* begin Records for processing *
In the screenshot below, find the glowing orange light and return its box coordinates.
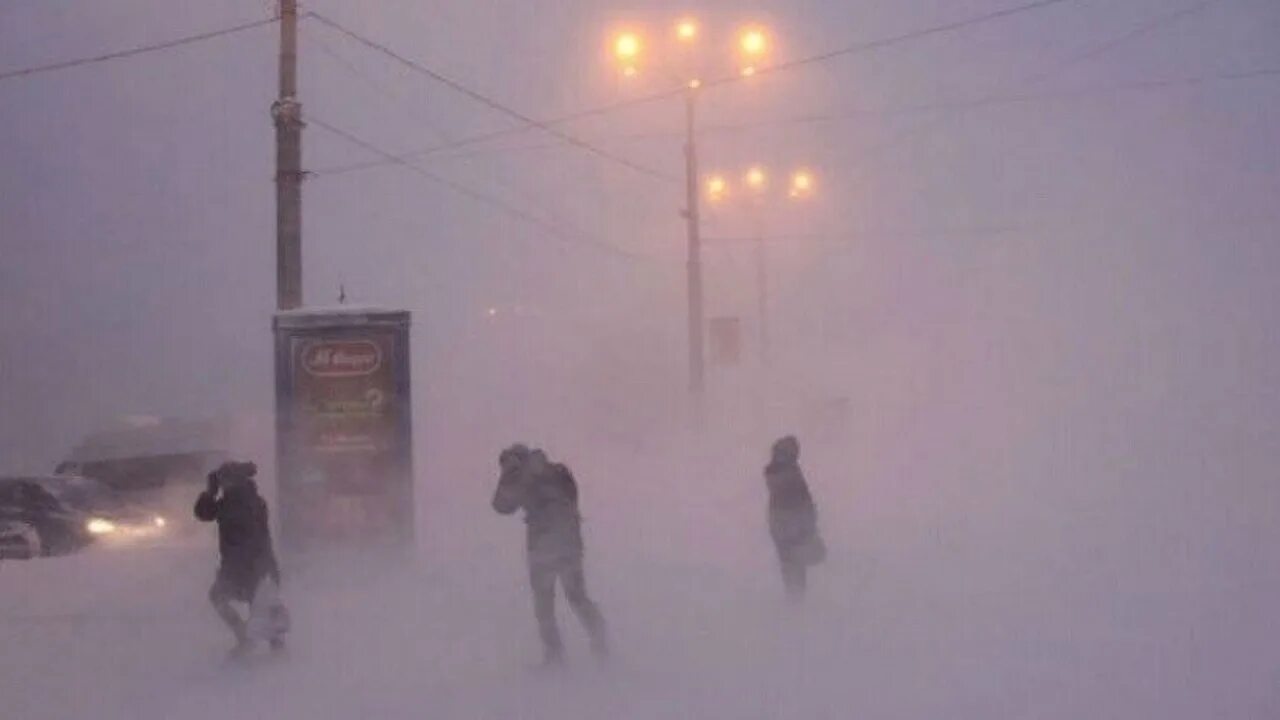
[613,32,640,61]
[791,170,814,197]
[737,28,769,58]
[707,176,728,202]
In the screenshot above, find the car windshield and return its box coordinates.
[41,478,120,510]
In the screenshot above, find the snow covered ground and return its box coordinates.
[0,438,1280,720]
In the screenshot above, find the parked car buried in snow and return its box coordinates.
[0,478,95,557]
[0,520,41,560]
[35,475,169,543]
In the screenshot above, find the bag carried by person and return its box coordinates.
[244,578,289,641]
[792,532,827,566]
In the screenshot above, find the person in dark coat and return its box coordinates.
[764,436,827,600]
[195,462,282,652]
[493,445,608,665]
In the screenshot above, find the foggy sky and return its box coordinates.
[0,0,1280,473]
[0,0,1280,719]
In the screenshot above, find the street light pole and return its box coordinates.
[685,83,707,397]
[755,222,769,365]
[271,0,305,310]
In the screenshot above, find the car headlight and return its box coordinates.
[84,518,115,536]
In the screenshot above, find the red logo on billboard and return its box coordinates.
[302,340,383,378]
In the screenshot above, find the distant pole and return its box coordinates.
[271,0,305,310]
[755,228,769,365]
[685,86,707,399]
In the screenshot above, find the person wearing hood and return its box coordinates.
[764,436,827,600]
[493,445,608,666]
[195,462,283,653]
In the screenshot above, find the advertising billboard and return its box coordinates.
[274,309,413,550]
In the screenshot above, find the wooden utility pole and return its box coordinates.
[271,0,305,310]
[685,86,707,399]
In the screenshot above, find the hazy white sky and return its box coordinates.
[0,0,1280,469]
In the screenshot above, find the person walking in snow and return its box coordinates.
[195,462,287,656]
[764,436,827,601]
[493,445,608,666]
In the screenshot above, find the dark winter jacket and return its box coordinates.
[196,479,280,587]
[764,441,818,555]
[493,459,582,564]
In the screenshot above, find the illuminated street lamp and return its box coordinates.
[737,26,769,77]
[611,17,771,397]
[613,31,643,77]
[707,165,817,363]
[707,176,728,202]
[787,170,813,200]
[676,18,698,42]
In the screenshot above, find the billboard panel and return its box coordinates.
[275,310,413,550]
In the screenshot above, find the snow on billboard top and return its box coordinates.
[271,305,410,328]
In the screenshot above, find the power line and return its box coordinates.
[302,0,1076,179]
[704,0,1078,86]
[311,23,609,262]
[312,68,1280,170]
[311,13,677,182]
[1023,0,1222,83]
[307,117,652,261]
[819,0,1239,175]
[0,18,279,81]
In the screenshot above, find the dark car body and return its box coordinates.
[0,478,93,555]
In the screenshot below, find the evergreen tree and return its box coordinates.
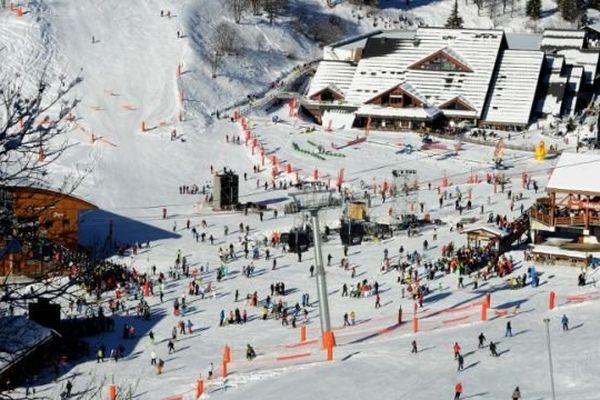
[525,0,542,20]
[446,0,463,29]
[558,0,585,22]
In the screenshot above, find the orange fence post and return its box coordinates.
[548,292,556,310]
[196,379,204,399]
[223,345,231,362]
[108,383,117,400]
[221,361,227,378]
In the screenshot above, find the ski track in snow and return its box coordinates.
[0,0,600,400]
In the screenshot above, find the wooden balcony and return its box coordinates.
[531,208,600,227]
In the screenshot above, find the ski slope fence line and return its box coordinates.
[162,350,327,400]
[156,298,496,400]
[233,117,540,197]
[548,290,600,311]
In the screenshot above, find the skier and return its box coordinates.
[452,342,460,360]
[456,354,465,371]
[477,332,485,349]
[246,344,256,361]
[560,314,569,331]
[512,386,521,400]
[410,340,418,354]
[504,321,512,337]
[490,341,498,357]
[454,382,463,400]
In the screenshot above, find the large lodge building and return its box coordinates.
[301,27,600,130]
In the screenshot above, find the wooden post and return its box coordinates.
[223,345,231,363]
[196,379,204,399]
[221,361,227,378]
[550,192,556,226]
[583,195,590,230]
[108,383,117,400]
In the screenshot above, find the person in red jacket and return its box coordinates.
[454,382,462,400]
[453,342,460,360]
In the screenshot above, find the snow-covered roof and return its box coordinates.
[356,104,441,120]
[504,32,542,50]
[586,22,600,33]
[463,225,508,237]
[537,55,568,115]
[558,49,600,85]
[562,65,583,115]
[484,50,544,125]
[346,28,503,115]
[546,153,600,194]
[308,61,356,97]
[366,82,427,104]
[542,29,585,49]
[0,316,52,372]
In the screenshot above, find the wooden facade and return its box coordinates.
[310,87,344,103]
[0,187,97,276]
[366,86,423,108]
[531,191,600,231]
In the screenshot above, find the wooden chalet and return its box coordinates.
[0,187,97,275]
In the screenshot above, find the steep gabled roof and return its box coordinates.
[407,46,473,72]
[365,82,427,104]
[438,95,477,111]
[310,84,344,99]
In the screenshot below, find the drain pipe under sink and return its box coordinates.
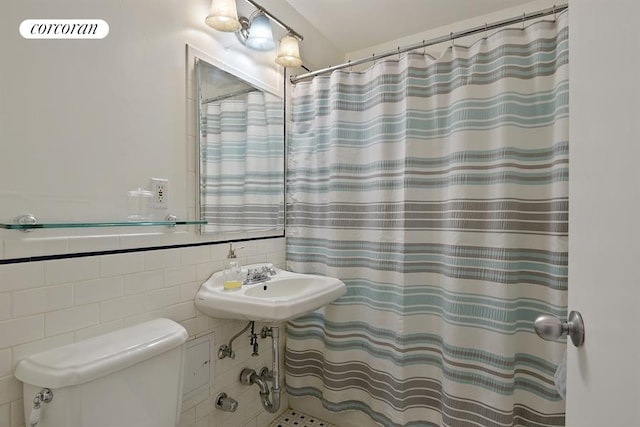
[240,326,282,413]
* end Records for processing *
Please repeat every item above with "box coordinates" swapped for "bounding box" and everything else unchanged, leaving out the pictures.

In the screenshot below, find the glowing orange light and return its bounding box.
[613,32,640,61]
[791,170,814,197]
[737,28,769,58]
[707,176,728,202]
In the screenshot above, find the car windshield and return its bounding box.
[41,478,120,510]
In the screenshot above, find the snow covered ground and return its bounding box.
[0,438,1280,720]
In the screenshot above, find the parked car buried in snow and return its bounding box.
[0,478,95,557]
[0,520,41,560]
[35,475,169,543]
In the screenshot above, find the bag carried by person and return its bounding box.
[244,578,289,641]
[792,532,827,566]
In the screenshot above, find the person in dark coat and return its bounding box.
[764,436,827,600]
[195,462,282,652]
[493,445,608,665]
In the screenshot above, find the foggy sky and return its bounding box.
[0,0,1280,473]
[0,0,1280,719]
In the screenshot above, find the street light pole and return its bounding box.
[685,83,707,397]
[755,222,769,365]
[271,0,305,310]
In the screenshot above, find the car headlight and return its bounding box.
[84,518,115,536]
In the screenshot above, find the red logo on billboard and return its bounding box.
[302,340,383,378]
In the screenshot above, find the distant pole and return its bounding box.
[271,0,305,310]
[755,228,769,365]
[685,86,707,399]
In the screenshot above, find the person wearing hood and return its bounding box.
[764,436,827,600]
[493,445,608,666]
[195,462,283,653]
In the screenshot above, find the advertising billboard and return its bounding box.
[274,309,413,550]
In the screenshot above, find the wooden utility pole and return its bounding box.
[271,0,305,310]
[685,86,707,399]
In the screenshot above, find the hazy white sky and return its bounding box.
[0,0,1280,469]
In the screenshot above, find the person walking in snow and return its bounding box.
[195,462,287,656]
[764,436,827,601]
[493,445,608,666]
In the screenshot above, find the dark winter jacket and return its bounding box.
[196,479,280,587]
[764,441,818,555]
[493,459,582,564]
In the screenshot above, find the illuminated street lamp and return its bounding box.
[737,26,769,77]
[611,17,771,397]
[613,31,643,77]
[707,165,817,363]
[707,176,728,202]
[787,170,813,200]
[676,18,698,42]
In the screenshot above, find the billboard panel and return its bounding box.
[275,310,413,550]
In the screenshot above, find the snow on billboard top and return its bounding box.
[271,305,410,328]
In the screenshot above, find the power line and return its bounding box.
[302,0,1076,179]
[704,0,1078,86]
[311,23,609,262]
[312,68,1280,170]
[311,13,677,182]
[1023,0,1222,83]
[307,117,652,261]
[819,0,1239,175]
[0,18,279,81]
In the screenshot above, find the dark car body and return its bounding box.
[0,478,93,555]
In the screenshot below, find the evergreen tree and return its bounding box.
[525,0,542,20]
[446,0,463,29]
[558,0,585,22]
In the screenshot above, find the orange fence post and return its bounding box.
[548,292,556,310]
[196,379,204,399]
[223,345,231,362]
[108,383,117,400]
[221,361,227,378]
In the screenshot above, find the ski track in snow and return its bounding box.
[0,0,600,400]
In the screenshot above, find the wooden balcony and return its bounding box.
[531,208,600,227]
In the screenshot above, find the ski slope fence line and return its bounding box.
[162,350,327,400]
[156,298,496,400]
[233,117,540,197]
[548,290,600,311]
In the screenshot above, find the skier and return its bounding box.
[452,342,460,360]
[456,354,465,371]
[477,332,485,349]
[246,344,256,361]
[560,314,569,331]
[512,386,521,400]
[410,340,418,354]
[504,321,512,337]
[490,341,498,357]
[454,382,463,400]
In the screenshot above, find the large lodge building and return its bounding box.
[301,27,600,130]
In the screenshot above, find the wooden post and return its bounding box.
[223,345,231,363]
[196,379,204,399]
[221,361,227,378]
[550,192,556,226]
[583,195,590,230]
[108,383,117,400]
In the screenshot above, find the person in red jacket and return its bounding box.
[454,382,462,400]
[453,342,460,360]
In the screenshot above, find the snow-covered roof and return its bounding box.
[356,104,441,120]
[504,32,542,50]
[586,22,600,33]
[463,225,508,237]
[537,55,568,115]
[558,49,600,85]
[562,65,583,115]
[484,50,544,125]
[346,28,503,115]
[546,153,600,194]
[308,61,356,97]
[366,82,427,104]
[542,29,585,49]
[0,316,52,372]
In the screenshot above, find the wooden facade and return its bounding box.
[310,87,344,103]
[0,187,97,276]
[366,86,423,108]
[531,191,600,231]
In the screenshot above, find the wooden chalet and return its bounding box.
[0,187,97,275]
In the screenshot above, find the steep gabled roof and return its bounding box.
[407,46,473,72]
[365,82,427,104]
[438,95,477,111]
[310,84,344,99]
In the screenshot below, find the drain pipe under sink and return its bounding box.
[240,326,282,413]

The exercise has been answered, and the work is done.